> [LIST OF TASKS]
(a) Reproduce word for word the stretch of the passage on media imagery below, from "As anyone who" through "deterring resistant thoughts.".
(b) In the passage on media imagery below, what did Noah Adams say the especially dirge-like theme was used for?
(c) Write the next part of the passage on media imagery below, picking up after its final sentence.

> [SELECTED PASSAGE]
--------

Political cartoons and caricatures also are common embellishments, time-honored forms of editorial comment and readily recognized as such. Less easily detected are the news photographs that often send us a cue about what to think of a story before we get a chance to read it. Acts of violence during labor disputes or antiwar protests are more likely to appear as news photos than less damning shots showing large disciplined crowds making their point. Individual demonstrators who convey a kooky appearance will more likely catch the camera’s eye than those of conventional deportment, the purpose being not to highlight the unusual but to delegitimate the protestors.46
Throughout 1989 and 1990, whenever demonstrations against communist governments in Eastern Europe were photographed, it was always with long-range shots from an elevated position, giving sympathetic visual emphasis to the size of the crowd. Demonstrations against US government policy in the United States, however, are more likely to be tight cuts of relatively few of the protestors, thereby giving no indication of the immensity of the crowd.
Photographs of political leaders can be very political. The president of the United States enjoys almost daily favorable pictorial treatment in the major print and electronic media and is only rarely pictured unsympathetically. However, favorable photoplay is less likely to be accorded heads of state who have been defined as adversaries.
A New York Times Magazine article about communist Russia by David Shipler, entitled “Russia, A People Without Heroes,” was accompanied by no less than ten photographs, all of which were unusually muted, grainy, and grey, with thick ragged black borders and captions like “Russians have become so amorphous, so dispersed, because there are no roots, foundations . . (accompanying a picture of Russians going down an escalator). The photographs accompanying this article conveyed an impression of glumness, oppression, and joylessness, and were clearly meant to do so.47
A “60 Minutes” report on US intelligence work during World War II turned into a cold war message and a plug for government secrecy. As Harry Reasoner announced, “Today as we rush to disclose everything ... we must remember that some secrets are worth keeping secret. ...” The screen showed Nazi troops marching past Hitler, then a quick cut to Soviet troops marching in Red Square. Thus the camera invited us to equate the Soviet Union with Hitlerian world conquest. Whether one agreed with the equation or not, the point is, it was made quite evocatively through a visual effect that evaded rather than encouraged the viewer’s critical judgment.
Another blatant example of cold war photo manipulation was provided by NBC’s Tom Brokaw, who talked of how the Soviet people had suffered from the crimes of Stalin. As Brokaw spoke, old and familiar newsreel cuts from World War II were shown of a Soviet peasant woman weeping over her son’s body (he had been killed by the German invaders), and another shot of five Soviet partisans hanged by the Nazis.48 These were passed off as visuals of Stalin's crimes. It is said that cameras don’t he. But we must remember that liars use cameras.
As anyone who has sat through a Hollywood romance or adventure film might know, music is another evocative media embellishment that can play on our feelings. During the cold war, television news reports on the Soviet Union were often accompanied with tunes that were either mournful or menacing. In the spring of 1984, National Public Radio’s “All Things Considered” did a report on the kinds of music it used as background to its news. An especially dirge-like theme was identified by Noah Adams as used for “sad stories, especially from Eastern Europe.” That Adams saw nothing politically manipulative about using music in this way testifies to the unexamined nature of the political orthodoxy so fostered. Such use of thematic background music is designed to “set the mood,” eliciting receptive feelings and deterring resistant thoughts.

--------

> [SOURCE DATA]
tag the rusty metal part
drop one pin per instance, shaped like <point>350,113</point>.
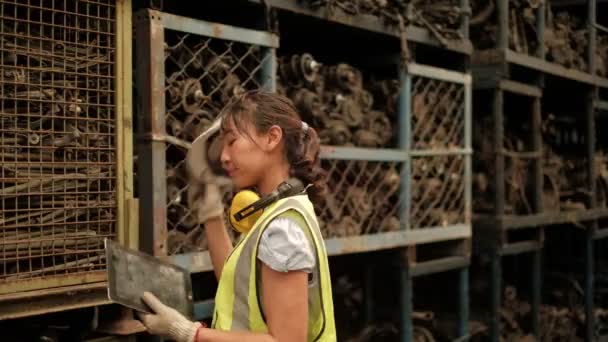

--------

> [OUTPUTS]
(a)
As anyone who has sat through a Hollywood romance or adventure film might know, music is another evocative media embellishment that can play on our feelings. During the cold war, television news reports on the Soviet Union were often accompanied with tunes that were either mournful or menacing. In the spring of 1984, National Public Radio’s “All Things Considered” did a report on the kinds of music it used as background to its news. An especially dirge-like theme was identified by Noah Adams as used for “sad stories, especially from Eastern Europe.” That Adams saw nothing politically manipulative about using music in this way testifies to the unexamined nature of the political orthodoxy so fostered. Such use of thematic background music is designed to “set the mood,” eliciting receptive feelings and deterring resistant thoughts.

(b) Sad stories, especially from Eastern Europe.

(c)
Newscasters use themselves as auxiliary embellishments. They cultivate a smooth delivery, have trained voices and restrained demeanors, and try to convey an impression of objective detachment that places them above the rough and tumble of their subject matter. Newscasters and, in a different way, newspaper editorialists and columnists affect a knowing, authoritative style and tone designed to foster credibility and an aura of certitude. One recalls A. J. Liebling’s caustic observation, “The reluctance to admit ignorance ... is with most of the press as strong as the refusal to accept reality.” So what we sometimes end up with is authoritative ignorance as emphatically expressed in remarks like, “How will this situation end? No one can say for sure.” Or, “Only time will tell.” Or, “That remains to be seen.” (Better translated as, “I don’t know and if I don’t, then no one else does.”) Sometimes the aura of credibility is preserved by palming off trite truisms as penetrating truths. So newspeople learn to fashion sentences like “Unless the strike is settled soon, the two sides will be in for a long and bitter struggle.” And “The space launching will take place as scheduled if no unexpected problems arise.” And “Because of heightened voter interest, election day turnout is expected to be heavy.” And “Unless Congress acts soon, this bill is not likely to go anywhere.”
PLACEMENT
Probably the most common method of framing is placement. Is a report telecast as the lead story of the evening or given just a passing superficial reference? Is it unfurled across the top of the front page or buried as a minor item on an inside page? Troublesome stories that are not suppressed, ignored, or completely truth-twisted still can be buried in obscure places. Placement is often used for the greying of reality.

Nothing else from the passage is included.